▸ **What needs to be done**:
Reproduce the entries starting at the line containing "and find denim" and ending at the line containing "[771,16,804,33]", substituting "khaki shorts" for "denim shorts" and leaving everything else unchanged.

▸ **Raw records**:
★ ★ ★ ★ ★

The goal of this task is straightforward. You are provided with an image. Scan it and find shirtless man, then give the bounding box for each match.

★ ★ ★ ★ ★

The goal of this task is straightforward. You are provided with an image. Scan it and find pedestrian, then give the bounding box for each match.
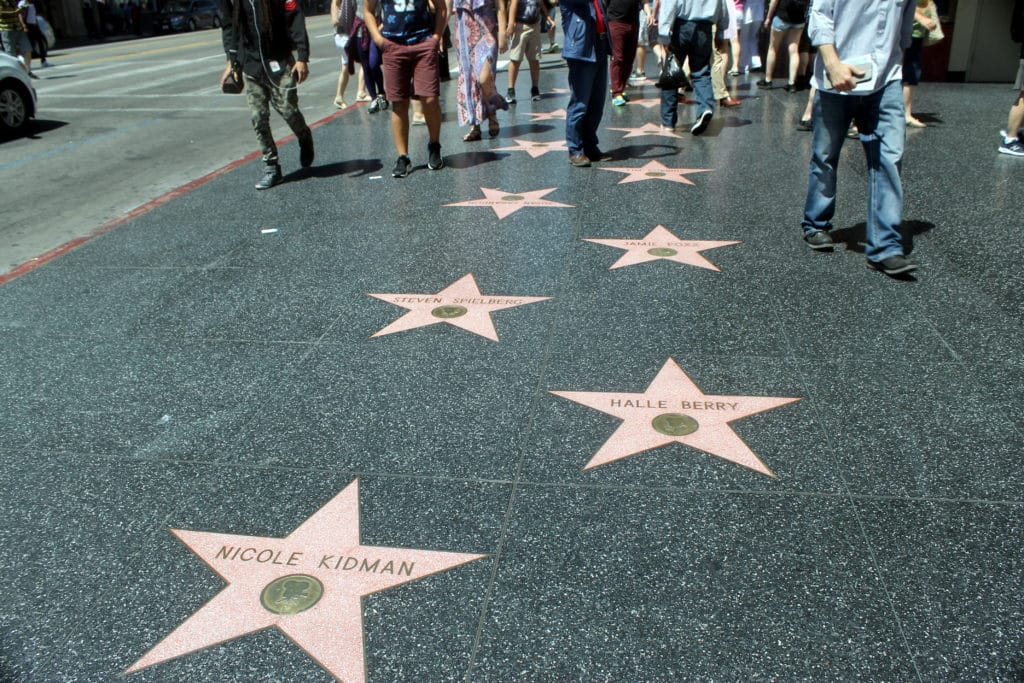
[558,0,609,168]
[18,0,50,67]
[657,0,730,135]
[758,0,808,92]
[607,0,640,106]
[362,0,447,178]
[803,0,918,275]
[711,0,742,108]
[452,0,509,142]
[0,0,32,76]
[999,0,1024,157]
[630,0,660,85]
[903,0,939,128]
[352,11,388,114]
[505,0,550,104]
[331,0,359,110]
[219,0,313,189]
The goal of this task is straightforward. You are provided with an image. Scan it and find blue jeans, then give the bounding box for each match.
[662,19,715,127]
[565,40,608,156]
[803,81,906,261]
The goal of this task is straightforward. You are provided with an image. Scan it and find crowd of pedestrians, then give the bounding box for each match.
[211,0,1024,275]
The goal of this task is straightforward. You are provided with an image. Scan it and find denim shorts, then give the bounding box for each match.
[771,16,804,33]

★ ★ ★ ★ ★

▸ **Solution to the problem**:
The goal of this task is straightforward. You are provided with an image. Scan it and find khaki shorts, then give the bounding box for each match.
[771,16,804,33]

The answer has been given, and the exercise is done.